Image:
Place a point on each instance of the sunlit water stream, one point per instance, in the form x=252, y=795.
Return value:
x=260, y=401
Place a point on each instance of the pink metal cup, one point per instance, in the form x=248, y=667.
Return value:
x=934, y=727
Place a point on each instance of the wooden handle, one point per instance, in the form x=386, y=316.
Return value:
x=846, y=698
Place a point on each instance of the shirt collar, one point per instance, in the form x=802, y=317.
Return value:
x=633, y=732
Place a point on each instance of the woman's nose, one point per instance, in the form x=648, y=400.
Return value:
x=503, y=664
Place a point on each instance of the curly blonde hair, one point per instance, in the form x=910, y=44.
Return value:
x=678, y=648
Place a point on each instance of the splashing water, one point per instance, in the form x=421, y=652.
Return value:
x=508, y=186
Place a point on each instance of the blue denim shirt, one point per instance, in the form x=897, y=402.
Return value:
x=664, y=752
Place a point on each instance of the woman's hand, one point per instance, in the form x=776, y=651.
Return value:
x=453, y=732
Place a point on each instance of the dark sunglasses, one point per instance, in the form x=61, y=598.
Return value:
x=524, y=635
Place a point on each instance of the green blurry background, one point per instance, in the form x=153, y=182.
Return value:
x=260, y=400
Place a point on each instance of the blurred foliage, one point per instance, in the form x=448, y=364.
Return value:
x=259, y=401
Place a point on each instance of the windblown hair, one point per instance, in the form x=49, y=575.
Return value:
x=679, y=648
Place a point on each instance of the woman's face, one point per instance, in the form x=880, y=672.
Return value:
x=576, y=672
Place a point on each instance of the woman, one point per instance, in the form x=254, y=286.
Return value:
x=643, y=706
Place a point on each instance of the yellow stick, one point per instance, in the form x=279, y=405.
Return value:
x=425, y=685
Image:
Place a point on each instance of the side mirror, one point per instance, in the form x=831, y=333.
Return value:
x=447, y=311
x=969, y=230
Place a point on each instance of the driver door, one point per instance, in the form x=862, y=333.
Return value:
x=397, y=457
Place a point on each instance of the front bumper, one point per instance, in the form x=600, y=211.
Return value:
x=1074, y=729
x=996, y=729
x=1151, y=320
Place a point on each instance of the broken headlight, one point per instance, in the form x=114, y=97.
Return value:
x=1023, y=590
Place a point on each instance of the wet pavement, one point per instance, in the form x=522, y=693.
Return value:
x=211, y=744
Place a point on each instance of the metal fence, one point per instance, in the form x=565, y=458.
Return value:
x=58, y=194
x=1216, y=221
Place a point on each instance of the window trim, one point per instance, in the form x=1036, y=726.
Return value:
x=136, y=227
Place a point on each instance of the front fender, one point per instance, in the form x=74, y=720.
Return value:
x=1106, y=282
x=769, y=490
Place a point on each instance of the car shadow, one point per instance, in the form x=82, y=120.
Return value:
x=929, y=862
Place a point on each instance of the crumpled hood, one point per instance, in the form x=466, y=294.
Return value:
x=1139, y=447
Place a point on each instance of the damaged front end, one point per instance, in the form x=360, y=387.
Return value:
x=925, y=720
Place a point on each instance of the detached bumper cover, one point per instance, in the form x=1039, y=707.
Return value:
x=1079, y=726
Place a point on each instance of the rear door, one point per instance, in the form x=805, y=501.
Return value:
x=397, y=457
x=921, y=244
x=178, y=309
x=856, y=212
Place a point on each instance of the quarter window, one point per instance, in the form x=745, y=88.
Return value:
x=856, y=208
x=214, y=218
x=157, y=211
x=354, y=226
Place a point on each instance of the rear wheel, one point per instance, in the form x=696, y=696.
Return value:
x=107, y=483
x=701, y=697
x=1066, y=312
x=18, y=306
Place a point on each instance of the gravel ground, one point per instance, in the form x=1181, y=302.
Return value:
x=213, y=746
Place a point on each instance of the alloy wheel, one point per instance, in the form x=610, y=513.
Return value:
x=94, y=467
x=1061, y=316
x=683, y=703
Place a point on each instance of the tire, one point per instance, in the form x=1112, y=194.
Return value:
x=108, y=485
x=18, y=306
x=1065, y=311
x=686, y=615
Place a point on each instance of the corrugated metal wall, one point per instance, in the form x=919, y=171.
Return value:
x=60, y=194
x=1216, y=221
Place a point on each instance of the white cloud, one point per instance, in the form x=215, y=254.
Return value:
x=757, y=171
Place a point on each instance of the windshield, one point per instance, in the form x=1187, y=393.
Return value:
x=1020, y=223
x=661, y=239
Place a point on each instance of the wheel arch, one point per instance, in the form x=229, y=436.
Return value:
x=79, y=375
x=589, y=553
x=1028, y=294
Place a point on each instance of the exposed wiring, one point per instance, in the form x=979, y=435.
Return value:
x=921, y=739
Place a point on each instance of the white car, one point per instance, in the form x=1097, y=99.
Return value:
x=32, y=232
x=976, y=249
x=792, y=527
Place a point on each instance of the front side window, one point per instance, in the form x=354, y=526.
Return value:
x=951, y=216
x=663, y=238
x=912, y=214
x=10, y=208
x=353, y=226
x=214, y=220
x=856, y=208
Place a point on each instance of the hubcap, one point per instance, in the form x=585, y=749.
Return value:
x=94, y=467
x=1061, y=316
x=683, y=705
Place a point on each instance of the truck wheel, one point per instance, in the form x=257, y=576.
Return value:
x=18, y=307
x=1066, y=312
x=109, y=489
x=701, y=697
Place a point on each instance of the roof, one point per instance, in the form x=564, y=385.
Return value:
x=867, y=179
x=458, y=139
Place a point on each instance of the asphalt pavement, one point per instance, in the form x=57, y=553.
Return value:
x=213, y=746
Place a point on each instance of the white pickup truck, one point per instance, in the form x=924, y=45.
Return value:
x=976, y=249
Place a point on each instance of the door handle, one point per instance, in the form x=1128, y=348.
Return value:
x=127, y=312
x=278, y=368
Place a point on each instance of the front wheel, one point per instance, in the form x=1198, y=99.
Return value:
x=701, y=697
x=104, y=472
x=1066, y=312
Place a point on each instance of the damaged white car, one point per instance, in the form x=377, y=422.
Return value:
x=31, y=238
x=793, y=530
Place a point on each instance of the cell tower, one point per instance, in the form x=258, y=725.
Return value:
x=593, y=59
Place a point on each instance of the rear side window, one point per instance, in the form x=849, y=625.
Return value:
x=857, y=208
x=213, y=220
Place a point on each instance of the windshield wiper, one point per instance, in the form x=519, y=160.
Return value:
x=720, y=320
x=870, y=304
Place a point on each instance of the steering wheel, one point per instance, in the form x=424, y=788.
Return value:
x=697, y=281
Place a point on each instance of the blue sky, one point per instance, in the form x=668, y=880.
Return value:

**Prompt**
Whatever the number of entries above, each one is to be copied exactly.

**The answer**
Image:
Place a point on each instance of the sunlit water stream, one point per instance, in the form x=252, y=795.
Return value:
x=260, y=401
Place a point on each instance of the pink metal cup, one point per instance, in the form x=248, y=667.
Return value:
x=934, y=727
Place a point on each instance of the wooden handle, one point per instance, in the form x=386, y=316.
Return value:
x=846, y=698
Place a point on each instance of the shirt collar, one point per instance, in the form x=802, y=317.
Return value:
x=633, y=732
Place a point on each instance of the woman's nose, one point per instance, in the form x=648, y=400.
Return value:
x=503, y=664
Place a point on each instance of the curly blonde hair, one point per instance, in the form x=910, y=44.
Return value:
x=678, y=648
Place a point on each instance of the splashing water, one point per instance, in the form x=421, y=652.
Return value:
x=508, y=186
Place a point on each instance of the blue denim shirt, one point per instance, in the form x=897, y=402.
Return value:
x=664, y=752
Place a point on each instance of the woman's hand, one point per instance, in the form x=776, y=651.
Return value:
x=453, y=732
Place a point on each instance of the dark sunglasses, one point per instance, in the form x=61, y=598.
Return value:
x=524, y=635
Place a point on each instance of the green blurry background, one point per instance, in the form x=153, y=182.
Return value:
x=260, y=400
Place a point on each instance of the blurred foliage, one point per instance, in the form x=448, y=364.
Return value:
x=259, y=401
Place a point on each instance of the windblown hair, one point per instance, in the form x=49, y=575.
Return value:
x=679, y=648
Place a point on each instance of the woman's face, one point per instance, in the form x=880, y=672.
Return value:
x=576, y=672
Place a point on each instance of the woman, one point per instance, in the form x=254, y=286.
Return value:
x=643, y=706
Place a point on each instance of the yellow stick, one point per instance, in the form x=279, y=405.
Return value:
x=425, y=685
Image:
Place a point on each instance of the side mirror, one point per instance, in the form x=831, y=333.
Return value:
x=447, y=311
x=969, y=230
Place a point on each instance of the driver door, one point per instance, in the form x=862, y=333.
Return value:
x=397, y=457
Place a point on each instance of the front bumper, one point per instance, in the form x=600, y=211.
Return value:
x=1074, y=729
x=996, y=729
x=1151, y=320
Place a point on each instance of the broken headlight, one point per instance, in the form x=114, y=97.
Return value:
x=1023, y=590
Place a point on each instance of the wet pavement, one point per instance, in the form x=522, y=693.
Return value:
x=211, y=744
Place a point on each instance of the metal fence, one point per instance, in the form x=565, y=458.
Return value:
x=58, y=194
x=1216, y=221
Place a point on each instance of the window trim, one point per instance, in the form x=1036, y=726.
Return value:
x=136, y=227
Place a point on each instance of the front fender, one point per instance, in the form x=74, y=720.
Return value:
x=1106, y=282
x=769, y=490
Place a point on each instance of the car shadow, one point per instance, in the form x=82, y=120.
Return value:
x=929, y=862
Place a point on each instance of the crumpled hood, one point per instance, in the form x=466, y=294.
Return value:
x=1139, y=447
Place a point on each instance of the damaged front end, one point per instance, in the form x=360, y=387.
Return value:
x=925, y=720
Place a point on each instance of the detached bumper cover, one point per instance, in the form x=1039, y=707.
Return value:
x=1079, y=726
Place a point on each instance of the rear door, one point per instance, in the form x=805, y=501.
Return value:
x=397, y=457
x=921, y=244
x=178, y=309
x=856, y=212
Place a point on each instance of the quarter window, one point per instance, in the form x=745, y=88.
Return value:
x=856, y=208
x=214, y=218
x=157, y=211
x=354, y=226
Place a point on each instance of the rear wheel, one point per instance, in the form x=696, y=696.
Return value:
x=107, y=483
x=701, y=697
x=1066, y=312
x=18, y=306
Place a point on each instance of the gravel ground, one point per instance, in the form x=1181, y=302.
Return value:
x=213, y=746
Place a point on each instance of the alloy wheel, one point per instance, in the form x=610, y=513.
Return value:
x=94, y=467
x=1061, y=316
x=683, y=703
Place a point on each instance of the tire, one point per instance, in the form x=1112, y=194.
Return value:
x=108, y=485
x=18, y=306
x=1065, y=311
x=686, y=615
Place a point on each instance of the corrugated metal wall, one point per instance, in the form x=919, y=171.
Return value:
x=60, y=194
x=1216, y=221
Place a point on each instance of the white cloud, one point per instance, in the form x=215, y=254.
Return value:
x=757, y=171
Place a point on each instance of the windshield, one point per instance, in the form x=1187, y=393.
Return value:
x=1020, y=223
x=661, y=239
Place a point on each instance of the wheel arch, one point per instance, in the form x=229, y=436.
Return value:
x=79, y=375
x=589, y=553
x=1028, y=294
Place a point on each instance of the exposed wiring, one point per instance, in the form x=979, y=435.
Return value:
x=921, y=739
Place a point on each instance of the white car, one point per instance, in the form x=1097, y=99.
Return value:
x=32, y=232
x=976, y=249
x=792, y=527
Place a point on each instance of the front side window, one point per instance, in the form x=354, y=526.
Return value:
x=951, y=216
x=663, y=238
x=912, y=214
x=10, y=208
x=353, y=226
x=214, y=220
x=856, y=208
Place a point on each instance of the hubcap, one point per instance, in the form x=585, y=749.
Return value:
x=94, y=467
x=1061, y=316
x=683, y=705
Place a point on each instance of the truck wheel, one point per instance, in the form x=257, y=576.
Return value:
x=18, y=307
x=1066, y=312
x=109, y=489
x=701, y=697
Place a point on each instance of the roof, one point per instance, in the form x=564, y=385.
Return value:
x=867, y=179
x=458, y=139
Place a point on each instance of the asphalt pavement, one point per instance, in the form x=57, y=553.
Return value:
x=213, y=746
Place a point on each instance of the white pickup truck, one point per instance, in the form x=924, y=45.
Return value:
x=976, y=249
Place a point on each instance of the door handle, one point per instance, in the form x=1128, y=348.
Return value:
x=127, y=312
x=278, y=368
Place a point on each instance of the front wheel, one point per instance, in the form x=1198, y=99.
Return value:
x=701, y=697
x=104, y=472
x=1066, y=312
Place a point on each instance of the damaged white car, one point per instance, in the form x=377, y=422.
Return value:
x=31, y=238
x=793, y=530
Place a point on each instance of the cell tower, one point per instance, in the form x=258, y=725.
Return value:
x=593, y=59
Place a point on each instance of the rear side window, one point per instance, in the form x=849, y=625.
Return value:
x=857, y=208
x=213, y=220
Place a point on each instance of the windshield wiper, one point per instance, in the form x=519, y=160.
Return value:
x=720, y=320
x=870, y=304
Place a point on each instance of the steering wheel, one point per instance, in the form x=424, y=788.
Return value:
x=697, y=281
Place a point on each instance of the blue sky, one point per instance, in the form x=668, y=880.
Return value:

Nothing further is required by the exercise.